EXERCISE INSTRUCTIONS -
Pick out every line below that contains the word "porch" and copy each of those lines in full.

------

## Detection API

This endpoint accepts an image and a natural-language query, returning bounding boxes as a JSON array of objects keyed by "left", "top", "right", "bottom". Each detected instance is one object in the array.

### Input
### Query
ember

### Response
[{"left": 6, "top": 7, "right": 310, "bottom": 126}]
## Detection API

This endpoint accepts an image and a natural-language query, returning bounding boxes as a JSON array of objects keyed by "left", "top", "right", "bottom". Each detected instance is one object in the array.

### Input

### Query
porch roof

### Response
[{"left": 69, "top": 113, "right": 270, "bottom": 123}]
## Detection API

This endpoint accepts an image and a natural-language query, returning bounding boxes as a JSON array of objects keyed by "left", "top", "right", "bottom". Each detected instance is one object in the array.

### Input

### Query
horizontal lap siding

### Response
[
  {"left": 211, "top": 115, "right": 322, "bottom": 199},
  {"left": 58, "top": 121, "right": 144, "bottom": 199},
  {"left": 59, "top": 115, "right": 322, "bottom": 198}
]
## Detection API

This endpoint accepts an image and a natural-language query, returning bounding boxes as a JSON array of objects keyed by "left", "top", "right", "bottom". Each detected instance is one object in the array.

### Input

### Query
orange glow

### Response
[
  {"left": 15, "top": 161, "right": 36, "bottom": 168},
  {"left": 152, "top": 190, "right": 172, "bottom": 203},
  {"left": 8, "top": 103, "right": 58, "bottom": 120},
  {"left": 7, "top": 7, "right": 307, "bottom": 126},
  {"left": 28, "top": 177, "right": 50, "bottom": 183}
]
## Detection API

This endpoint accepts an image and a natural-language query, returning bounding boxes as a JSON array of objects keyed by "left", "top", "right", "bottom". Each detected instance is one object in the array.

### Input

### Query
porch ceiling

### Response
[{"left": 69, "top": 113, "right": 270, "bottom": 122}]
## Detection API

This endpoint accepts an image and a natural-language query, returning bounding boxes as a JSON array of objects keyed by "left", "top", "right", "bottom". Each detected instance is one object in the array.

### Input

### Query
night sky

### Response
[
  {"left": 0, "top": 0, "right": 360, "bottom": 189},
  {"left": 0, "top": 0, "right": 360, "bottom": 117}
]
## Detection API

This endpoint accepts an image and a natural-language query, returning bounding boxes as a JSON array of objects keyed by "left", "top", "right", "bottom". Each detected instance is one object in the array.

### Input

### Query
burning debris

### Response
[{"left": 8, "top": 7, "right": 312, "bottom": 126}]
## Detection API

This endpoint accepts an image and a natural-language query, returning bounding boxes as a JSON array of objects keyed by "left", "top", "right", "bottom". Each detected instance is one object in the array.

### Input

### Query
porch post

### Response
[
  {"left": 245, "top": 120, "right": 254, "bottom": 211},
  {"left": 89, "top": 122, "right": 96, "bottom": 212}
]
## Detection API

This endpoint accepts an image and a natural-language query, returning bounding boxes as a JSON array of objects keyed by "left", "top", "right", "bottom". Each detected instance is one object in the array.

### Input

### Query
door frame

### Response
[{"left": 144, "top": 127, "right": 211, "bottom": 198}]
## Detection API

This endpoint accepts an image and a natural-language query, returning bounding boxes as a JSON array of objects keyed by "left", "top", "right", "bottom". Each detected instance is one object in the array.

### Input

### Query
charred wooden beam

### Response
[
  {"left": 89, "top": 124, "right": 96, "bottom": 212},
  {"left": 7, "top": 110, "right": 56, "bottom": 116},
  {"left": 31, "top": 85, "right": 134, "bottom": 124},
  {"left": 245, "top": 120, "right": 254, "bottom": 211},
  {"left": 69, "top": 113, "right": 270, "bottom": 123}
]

------

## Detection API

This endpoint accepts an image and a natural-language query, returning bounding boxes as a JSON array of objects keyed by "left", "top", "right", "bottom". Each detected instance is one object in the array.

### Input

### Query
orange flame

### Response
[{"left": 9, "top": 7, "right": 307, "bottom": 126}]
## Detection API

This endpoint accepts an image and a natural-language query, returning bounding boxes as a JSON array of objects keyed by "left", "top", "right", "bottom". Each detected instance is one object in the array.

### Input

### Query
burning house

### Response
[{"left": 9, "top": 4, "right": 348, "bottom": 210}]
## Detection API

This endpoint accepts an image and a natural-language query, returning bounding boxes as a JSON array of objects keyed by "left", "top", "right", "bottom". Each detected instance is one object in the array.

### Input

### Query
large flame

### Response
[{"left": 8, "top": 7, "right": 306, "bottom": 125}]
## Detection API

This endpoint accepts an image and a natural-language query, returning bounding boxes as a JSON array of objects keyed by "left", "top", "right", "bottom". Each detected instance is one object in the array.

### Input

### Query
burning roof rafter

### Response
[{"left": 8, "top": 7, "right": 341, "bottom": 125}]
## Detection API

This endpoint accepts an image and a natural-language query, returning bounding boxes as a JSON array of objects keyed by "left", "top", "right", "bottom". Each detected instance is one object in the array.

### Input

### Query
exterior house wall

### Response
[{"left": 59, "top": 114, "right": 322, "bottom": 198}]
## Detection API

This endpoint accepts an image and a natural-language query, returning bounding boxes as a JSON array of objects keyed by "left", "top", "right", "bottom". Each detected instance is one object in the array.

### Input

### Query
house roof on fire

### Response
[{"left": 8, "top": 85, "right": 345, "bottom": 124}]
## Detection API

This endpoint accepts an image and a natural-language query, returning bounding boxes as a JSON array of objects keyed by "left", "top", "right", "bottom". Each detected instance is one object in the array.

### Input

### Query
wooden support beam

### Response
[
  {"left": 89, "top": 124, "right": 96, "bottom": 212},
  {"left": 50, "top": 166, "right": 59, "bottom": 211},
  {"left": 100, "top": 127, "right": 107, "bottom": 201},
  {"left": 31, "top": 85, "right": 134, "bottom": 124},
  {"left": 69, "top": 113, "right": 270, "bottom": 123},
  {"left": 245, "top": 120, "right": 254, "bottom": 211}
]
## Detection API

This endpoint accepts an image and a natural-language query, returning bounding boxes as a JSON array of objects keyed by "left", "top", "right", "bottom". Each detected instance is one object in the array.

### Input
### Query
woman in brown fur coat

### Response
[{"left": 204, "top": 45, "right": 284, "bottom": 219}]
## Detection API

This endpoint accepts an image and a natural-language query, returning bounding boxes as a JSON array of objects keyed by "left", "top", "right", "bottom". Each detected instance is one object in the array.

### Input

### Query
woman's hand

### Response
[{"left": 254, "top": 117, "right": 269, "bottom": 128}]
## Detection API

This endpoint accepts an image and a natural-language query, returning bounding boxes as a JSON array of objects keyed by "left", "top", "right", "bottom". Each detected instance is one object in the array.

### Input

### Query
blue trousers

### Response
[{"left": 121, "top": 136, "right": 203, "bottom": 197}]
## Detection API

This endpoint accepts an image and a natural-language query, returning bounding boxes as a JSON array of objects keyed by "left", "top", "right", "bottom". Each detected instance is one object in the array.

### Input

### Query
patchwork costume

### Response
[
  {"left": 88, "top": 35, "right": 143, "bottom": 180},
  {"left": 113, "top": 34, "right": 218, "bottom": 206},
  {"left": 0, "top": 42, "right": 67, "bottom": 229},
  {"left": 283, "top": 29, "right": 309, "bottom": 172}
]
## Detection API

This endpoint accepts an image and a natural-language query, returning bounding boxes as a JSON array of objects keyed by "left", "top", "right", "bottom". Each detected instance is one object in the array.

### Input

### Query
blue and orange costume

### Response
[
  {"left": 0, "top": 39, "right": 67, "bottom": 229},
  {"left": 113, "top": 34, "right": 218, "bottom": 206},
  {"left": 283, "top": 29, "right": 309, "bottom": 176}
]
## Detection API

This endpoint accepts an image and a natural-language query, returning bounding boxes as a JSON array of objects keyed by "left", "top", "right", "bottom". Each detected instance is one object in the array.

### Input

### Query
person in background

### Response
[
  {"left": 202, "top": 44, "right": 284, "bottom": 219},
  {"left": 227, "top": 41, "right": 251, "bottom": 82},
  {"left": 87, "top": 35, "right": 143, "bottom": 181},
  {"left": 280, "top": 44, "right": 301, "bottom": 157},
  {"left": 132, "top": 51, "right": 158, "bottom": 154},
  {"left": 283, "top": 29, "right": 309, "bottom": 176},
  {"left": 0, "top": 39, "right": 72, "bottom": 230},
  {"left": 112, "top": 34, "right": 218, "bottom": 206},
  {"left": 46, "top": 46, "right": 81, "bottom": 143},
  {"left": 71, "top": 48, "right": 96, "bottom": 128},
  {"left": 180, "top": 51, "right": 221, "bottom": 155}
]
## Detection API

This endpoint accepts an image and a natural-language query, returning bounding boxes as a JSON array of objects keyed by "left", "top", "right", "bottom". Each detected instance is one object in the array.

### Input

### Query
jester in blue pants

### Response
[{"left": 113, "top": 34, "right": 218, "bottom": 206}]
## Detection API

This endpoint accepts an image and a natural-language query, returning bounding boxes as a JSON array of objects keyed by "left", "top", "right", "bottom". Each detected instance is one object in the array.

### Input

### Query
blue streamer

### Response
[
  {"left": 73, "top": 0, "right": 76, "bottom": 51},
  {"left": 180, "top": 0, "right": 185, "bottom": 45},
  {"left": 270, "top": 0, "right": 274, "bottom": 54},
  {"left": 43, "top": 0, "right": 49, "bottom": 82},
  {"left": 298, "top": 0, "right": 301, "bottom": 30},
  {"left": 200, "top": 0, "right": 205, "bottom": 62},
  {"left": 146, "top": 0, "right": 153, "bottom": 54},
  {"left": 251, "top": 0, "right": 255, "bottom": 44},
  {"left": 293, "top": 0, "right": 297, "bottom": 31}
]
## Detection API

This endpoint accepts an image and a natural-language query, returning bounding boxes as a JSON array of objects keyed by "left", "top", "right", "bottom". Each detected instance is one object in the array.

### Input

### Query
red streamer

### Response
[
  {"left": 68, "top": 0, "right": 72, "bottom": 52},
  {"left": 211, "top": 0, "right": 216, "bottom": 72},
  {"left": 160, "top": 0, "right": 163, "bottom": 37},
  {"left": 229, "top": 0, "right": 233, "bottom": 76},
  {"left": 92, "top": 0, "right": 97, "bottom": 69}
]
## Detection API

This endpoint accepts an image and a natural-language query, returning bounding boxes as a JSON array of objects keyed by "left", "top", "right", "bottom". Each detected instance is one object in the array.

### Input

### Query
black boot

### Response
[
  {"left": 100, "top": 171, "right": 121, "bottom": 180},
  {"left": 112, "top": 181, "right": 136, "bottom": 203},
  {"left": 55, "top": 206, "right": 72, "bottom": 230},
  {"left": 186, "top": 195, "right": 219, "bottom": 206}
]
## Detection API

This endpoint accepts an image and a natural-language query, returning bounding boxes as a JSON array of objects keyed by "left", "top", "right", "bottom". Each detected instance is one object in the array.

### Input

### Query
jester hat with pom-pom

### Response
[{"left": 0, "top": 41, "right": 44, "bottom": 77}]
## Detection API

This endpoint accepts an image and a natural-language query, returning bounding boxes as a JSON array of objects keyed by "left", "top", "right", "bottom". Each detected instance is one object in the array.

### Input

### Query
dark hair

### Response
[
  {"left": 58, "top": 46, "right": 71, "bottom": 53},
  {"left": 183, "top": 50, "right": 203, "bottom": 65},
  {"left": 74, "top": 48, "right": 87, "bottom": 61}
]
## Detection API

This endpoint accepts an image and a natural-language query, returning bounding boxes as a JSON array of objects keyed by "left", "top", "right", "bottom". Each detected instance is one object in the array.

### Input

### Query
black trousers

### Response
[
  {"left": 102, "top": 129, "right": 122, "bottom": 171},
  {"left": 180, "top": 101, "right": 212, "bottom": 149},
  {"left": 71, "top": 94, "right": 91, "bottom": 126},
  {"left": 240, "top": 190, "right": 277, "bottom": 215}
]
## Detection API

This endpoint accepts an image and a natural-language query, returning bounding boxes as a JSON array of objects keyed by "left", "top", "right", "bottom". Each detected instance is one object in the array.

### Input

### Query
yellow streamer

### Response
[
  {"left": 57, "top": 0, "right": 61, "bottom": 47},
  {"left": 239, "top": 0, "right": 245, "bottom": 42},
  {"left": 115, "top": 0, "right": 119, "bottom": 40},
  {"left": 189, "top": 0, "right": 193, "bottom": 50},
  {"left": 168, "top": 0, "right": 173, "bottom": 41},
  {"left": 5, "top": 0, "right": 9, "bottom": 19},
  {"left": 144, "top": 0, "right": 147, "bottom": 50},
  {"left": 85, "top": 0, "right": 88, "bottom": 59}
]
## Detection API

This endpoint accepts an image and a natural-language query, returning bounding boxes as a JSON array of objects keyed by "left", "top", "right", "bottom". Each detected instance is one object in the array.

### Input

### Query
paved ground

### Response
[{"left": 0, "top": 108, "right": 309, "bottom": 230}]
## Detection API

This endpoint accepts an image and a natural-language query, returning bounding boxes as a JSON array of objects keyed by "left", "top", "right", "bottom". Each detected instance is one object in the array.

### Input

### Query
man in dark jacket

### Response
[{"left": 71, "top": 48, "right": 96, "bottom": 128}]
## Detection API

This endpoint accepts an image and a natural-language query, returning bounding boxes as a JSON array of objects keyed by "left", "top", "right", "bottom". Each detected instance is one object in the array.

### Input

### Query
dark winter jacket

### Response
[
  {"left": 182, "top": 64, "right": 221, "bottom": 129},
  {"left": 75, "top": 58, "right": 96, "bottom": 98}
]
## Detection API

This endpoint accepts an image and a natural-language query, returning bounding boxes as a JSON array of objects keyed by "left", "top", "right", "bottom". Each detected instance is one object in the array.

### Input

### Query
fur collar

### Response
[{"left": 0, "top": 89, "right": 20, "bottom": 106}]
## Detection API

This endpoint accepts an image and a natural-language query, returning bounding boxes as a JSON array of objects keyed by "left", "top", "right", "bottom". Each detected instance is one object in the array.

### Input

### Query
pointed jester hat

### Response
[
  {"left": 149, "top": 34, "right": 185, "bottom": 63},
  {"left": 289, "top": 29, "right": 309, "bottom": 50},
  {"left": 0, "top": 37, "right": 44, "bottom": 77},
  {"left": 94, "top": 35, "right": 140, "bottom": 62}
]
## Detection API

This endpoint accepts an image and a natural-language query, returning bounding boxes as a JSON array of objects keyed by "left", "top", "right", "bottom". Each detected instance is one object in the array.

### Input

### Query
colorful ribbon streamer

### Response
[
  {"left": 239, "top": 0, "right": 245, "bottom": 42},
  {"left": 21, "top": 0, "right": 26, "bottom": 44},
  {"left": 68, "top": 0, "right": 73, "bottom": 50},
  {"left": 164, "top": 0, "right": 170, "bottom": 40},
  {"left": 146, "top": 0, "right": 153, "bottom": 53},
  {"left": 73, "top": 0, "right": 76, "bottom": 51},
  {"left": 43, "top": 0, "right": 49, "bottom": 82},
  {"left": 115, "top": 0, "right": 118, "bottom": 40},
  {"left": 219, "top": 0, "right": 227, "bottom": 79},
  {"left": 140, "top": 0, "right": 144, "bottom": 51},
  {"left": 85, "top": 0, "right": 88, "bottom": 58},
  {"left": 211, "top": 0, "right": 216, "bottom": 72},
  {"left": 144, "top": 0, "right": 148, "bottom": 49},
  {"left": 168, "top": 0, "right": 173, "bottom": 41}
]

------

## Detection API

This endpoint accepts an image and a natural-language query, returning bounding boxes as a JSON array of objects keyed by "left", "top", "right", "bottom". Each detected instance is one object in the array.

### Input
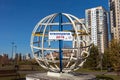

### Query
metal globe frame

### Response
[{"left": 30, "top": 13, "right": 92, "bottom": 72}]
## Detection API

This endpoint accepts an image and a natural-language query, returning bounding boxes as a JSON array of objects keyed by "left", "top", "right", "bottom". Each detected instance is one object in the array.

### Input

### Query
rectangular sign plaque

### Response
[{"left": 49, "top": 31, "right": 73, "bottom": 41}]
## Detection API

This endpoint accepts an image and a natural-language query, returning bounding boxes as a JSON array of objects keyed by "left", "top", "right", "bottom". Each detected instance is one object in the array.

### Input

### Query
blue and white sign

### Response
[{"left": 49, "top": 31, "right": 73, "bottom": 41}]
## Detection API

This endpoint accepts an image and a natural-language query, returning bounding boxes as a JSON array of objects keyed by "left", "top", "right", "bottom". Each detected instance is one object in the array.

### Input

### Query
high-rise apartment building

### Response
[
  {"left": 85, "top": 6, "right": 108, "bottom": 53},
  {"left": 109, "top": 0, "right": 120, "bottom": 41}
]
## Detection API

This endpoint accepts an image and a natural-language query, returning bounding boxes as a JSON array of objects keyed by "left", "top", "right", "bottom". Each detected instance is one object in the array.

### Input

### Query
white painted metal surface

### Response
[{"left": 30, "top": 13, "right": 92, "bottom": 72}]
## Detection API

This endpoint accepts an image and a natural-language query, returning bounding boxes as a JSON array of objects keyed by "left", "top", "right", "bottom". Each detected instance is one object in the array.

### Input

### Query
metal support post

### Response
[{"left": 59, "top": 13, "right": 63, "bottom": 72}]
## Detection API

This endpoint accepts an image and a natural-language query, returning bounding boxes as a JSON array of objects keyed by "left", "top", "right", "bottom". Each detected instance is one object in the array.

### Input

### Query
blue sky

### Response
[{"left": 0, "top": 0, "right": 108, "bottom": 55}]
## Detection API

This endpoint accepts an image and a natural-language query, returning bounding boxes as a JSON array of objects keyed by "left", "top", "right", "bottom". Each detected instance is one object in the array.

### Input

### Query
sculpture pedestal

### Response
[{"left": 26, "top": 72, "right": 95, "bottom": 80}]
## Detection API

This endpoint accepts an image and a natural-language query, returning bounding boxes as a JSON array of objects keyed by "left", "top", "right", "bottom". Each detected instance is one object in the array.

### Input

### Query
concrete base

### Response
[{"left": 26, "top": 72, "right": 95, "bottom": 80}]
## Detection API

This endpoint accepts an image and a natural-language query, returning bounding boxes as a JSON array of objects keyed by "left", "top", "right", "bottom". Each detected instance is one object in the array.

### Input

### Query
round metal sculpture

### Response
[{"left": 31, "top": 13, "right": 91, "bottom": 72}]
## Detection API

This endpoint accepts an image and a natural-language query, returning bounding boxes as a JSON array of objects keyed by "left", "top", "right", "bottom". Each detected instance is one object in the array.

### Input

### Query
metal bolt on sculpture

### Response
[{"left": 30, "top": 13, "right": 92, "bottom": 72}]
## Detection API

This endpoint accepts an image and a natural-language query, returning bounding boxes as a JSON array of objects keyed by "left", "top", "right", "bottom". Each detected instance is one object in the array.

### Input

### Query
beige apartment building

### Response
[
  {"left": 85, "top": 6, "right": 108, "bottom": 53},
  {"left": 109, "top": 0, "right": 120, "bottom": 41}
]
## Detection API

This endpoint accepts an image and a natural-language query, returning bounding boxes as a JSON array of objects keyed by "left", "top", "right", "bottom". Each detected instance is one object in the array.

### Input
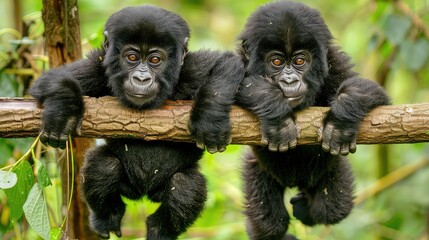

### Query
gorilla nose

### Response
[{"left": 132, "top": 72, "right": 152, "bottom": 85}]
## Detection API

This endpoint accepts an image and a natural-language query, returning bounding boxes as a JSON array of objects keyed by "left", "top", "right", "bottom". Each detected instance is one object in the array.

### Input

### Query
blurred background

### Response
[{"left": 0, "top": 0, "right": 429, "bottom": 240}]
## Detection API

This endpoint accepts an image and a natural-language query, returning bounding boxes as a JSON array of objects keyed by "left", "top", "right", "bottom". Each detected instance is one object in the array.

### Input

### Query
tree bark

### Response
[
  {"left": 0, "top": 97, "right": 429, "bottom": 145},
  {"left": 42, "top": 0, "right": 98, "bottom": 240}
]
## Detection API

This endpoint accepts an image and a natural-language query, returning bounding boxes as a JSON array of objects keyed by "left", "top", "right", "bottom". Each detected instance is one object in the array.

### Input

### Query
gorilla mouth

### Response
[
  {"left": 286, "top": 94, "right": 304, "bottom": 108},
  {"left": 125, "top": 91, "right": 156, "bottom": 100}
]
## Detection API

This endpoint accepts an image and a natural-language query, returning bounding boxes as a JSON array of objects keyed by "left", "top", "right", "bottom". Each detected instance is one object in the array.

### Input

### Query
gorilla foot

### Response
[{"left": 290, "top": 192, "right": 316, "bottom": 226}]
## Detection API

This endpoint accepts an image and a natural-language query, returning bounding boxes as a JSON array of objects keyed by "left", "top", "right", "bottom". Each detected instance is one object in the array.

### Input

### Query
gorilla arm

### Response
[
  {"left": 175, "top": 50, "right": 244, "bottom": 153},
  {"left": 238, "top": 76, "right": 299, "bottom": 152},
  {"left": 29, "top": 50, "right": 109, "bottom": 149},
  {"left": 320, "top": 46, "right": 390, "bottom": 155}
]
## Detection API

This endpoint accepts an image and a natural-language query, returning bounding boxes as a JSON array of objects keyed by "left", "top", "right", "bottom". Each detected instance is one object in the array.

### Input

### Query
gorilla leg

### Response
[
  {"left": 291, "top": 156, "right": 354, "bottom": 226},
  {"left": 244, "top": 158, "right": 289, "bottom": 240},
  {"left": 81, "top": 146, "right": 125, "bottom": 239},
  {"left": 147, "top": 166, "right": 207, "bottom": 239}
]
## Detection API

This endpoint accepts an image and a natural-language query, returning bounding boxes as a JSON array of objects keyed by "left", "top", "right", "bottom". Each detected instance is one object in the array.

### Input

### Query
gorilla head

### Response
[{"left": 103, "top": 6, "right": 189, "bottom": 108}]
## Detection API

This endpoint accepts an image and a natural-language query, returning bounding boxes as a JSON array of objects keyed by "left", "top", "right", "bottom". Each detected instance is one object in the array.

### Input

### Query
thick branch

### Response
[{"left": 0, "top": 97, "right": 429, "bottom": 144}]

------

TASK OUTPUT -
porch roof
porch ceiling
porch post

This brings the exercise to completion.